------ Input ------

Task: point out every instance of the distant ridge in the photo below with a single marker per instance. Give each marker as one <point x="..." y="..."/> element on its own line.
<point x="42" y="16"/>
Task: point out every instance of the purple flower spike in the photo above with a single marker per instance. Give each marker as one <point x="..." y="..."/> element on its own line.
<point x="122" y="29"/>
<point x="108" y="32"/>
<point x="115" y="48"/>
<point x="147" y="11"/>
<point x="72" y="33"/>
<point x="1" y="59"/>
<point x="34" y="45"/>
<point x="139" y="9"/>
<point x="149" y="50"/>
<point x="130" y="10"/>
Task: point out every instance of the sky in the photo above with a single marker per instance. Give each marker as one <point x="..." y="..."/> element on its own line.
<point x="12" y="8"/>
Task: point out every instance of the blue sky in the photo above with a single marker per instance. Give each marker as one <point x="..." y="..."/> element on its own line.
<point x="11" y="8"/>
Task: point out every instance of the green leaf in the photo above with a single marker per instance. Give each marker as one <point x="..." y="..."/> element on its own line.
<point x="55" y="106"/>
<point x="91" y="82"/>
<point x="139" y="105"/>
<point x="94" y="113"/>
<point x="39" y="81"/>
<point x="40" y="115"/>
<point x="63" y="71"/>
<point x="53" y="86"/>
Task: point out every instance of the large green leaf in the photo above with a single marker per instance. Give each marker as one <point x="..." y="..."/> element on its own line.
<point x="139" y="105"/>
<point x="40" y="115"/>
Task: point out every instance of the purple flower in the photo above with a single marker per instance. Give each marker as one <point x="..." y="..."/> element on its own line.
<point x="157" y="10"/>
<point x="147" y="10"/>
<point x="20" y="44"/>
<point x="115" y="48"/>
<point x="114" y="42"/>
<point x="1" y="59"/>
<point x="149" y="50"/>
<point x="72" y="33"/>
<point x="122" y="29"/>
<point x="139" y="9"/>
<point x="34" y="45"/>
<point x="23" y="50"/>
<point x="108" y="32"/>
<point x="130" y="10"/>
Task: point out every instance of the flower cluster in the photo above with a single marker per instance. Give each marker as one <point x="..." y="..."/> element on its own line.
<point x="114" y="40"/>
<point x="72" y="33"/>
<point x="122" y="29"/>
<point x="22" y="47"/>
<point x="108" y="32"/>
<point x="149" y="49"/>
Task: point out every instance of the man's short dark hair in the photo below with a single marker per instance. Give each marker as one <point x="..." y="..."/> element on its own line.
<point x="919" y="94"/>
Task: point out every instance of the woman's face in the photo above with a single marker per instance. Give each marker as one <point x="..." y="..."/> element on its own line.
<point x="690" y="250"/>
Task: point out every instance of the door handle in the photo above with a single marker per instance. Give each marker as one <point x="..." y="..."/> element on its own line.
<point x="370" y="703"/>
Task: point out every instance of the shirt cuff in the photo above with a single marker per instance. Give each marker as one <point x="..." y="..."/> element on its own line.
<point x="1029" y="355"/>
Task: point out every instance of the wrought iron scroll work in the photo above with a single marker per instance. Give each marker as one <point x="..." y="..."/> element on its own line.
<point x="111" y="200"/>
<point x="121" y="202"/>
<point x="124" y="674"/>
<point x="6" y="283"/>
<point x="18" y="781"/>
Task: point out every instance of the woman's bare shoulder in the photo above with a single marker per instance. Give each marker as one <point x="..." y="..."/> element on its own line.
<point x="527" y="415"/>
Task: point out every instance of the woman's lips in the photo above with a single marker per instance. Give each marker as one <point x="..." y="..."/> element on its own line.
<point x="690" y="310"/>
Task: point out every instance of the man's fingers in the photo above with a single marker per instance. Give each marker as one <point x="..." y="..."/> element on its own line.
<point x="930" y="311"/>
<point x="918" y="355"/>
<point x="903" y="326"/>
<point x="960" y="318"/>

------

◆ Goal of the exercise:
With nothing omitted, set down all of the records again.

◆ Task result:
Task: point out every instance of the distant ridge in the photo below with a single marker per instance. Give each marker as one <point x="..." y="..."/> element on its own line.
<point x="42" y="16"/>
Task: point out every instance of the purple flower spike in the photo above with a single marker per instance. Give each marker as one <point x="..." y="..."/> element on its own line.
<point x="122" y="29"/>
<point x="108" y="32"/>
<point x="115" y="48"/>
<point x="147" y="11"/>
<point x="72" y="33"/>
<point x="1" y="59"/>
<point x="34" y="45"/>
<point x="139" y="9"/>
<point x="149" y="50"/>
<point x="130" y="10"/>
Task: point out every instance of the sky in the photo above with a single marker per instance. Give each marker as one <point x="..." y="..."/> element on its own line.
<point x="12" y="8"/>
Task: point out every instance of the blue sky in the photo above with a single marker per instance. Give each marker as one <point x="..." y="..."/> element on its own line.
<point x="11" y="8"/>
Task: point out every instance of the green leaf in the photo above with a single marker per instance. Give each marker as one <point x="..." y="..."/> element on its own line.
<point x="55" y="106"/>
<point x="91" y="82"/>
<point x="139" y="105"/>
<point x="94" y="113"/>
<point x="39" y="81"/>
<point x="40" y="115"/>
<point x="63" y="71"/>
<point x="53" y="86"/>
Task: point out every instance of the large green leaf in the photo above with a single marker per instance. Give each marker as one <point x="..." y="..."/> element on its own line.
<point x="139" y="105"/>
<point x="40" y="115"/>
Task: point out every instance of the purple flower in the photo above with a single marker per instance. Give each marker as one <point x="..." y="..."/> element on its own line.
<point x="157" y="10"/>
<point x="147" y="10"/>
<point x="20" y="44"/>
<point x="115" y="48"/>
<point x="114" y="42"/>
<point x="1" y="59"/>
<point x="149" y="50"/>
<point x="72" y="33"/>
<point x="122" y="29"/>
<point x="139" y="9"/>
<point x="34" y="45"/>
<point x="23" y="50"/>
<point x="108" y="32"/>
<point x="130" y="10"/>
Task: point out every instance of the flower cluster in the photo above with a single marker per instance. Give each marker as one <point x="..." y="..."/> element on its own line.
<point x="114" y="40"/>
<point x="72" y="33"/>
<point x="122" y="29"/>
<point x="22" y="47"/>
<point x="108" y="32"/>
<point x="149" y="49"/>
Task: point out every instance of the man's short dark hair in the photo below with a single marker per instance. Give each marker as one <point x="..." y="..."/> element on its own line.
<point x="919" y="94"/>
Task: point out every instance of the woman's face in the photo above with a single marker per instance. Give each marker as one <point x="..." y="..."/> element on its own line.
<point x="690" y="250"/>
Task: point out every instance of the door handle in the photo above with a single marker per instance. Give each marker as one <point x="..." y="..."/> element on its own line.
<point x="370" y="703"/>
Task: point out every instance of the shirt cuff in the photo above with a single marker per instance. Give each marker as one <point x="..." y="..."/> element on its own line.
<point x="1029" y="355"/>
Task: point out every instance of the wrought iron scroll work in the photo above with a single marker per instance. Give each marker as one <point x="..." y="..."/> element on its own line.
<point x="111" y="200"/>
<point x="121" y="202"/>
<point x="124" y="674"/>
<point x="6" y="283"/>
<point x="18" y="781"/>
Task: point out every instance of the woman's bare shoulder in the photo above with a single marker per instance. Give each marker as one <point x="..." y="..."/> element on its own line.
<point x="527" y="415"/>
Task: point out every instance of the woman's lips in the photo above with a single marker per instance. Give each marker as one <point x="..." y="..."/> element on its own line.
<point x="690" y="310"/>
Task: point out every instance of the man's fingers in the photo above with a single marker per instance. Give each marker as one <point x="..." y="..."/> element on its own line.
<point x="930" y="311"/>
<point x="918" y="355"/>
<point x="903" y="326"/>
<point x="960" y="318"/>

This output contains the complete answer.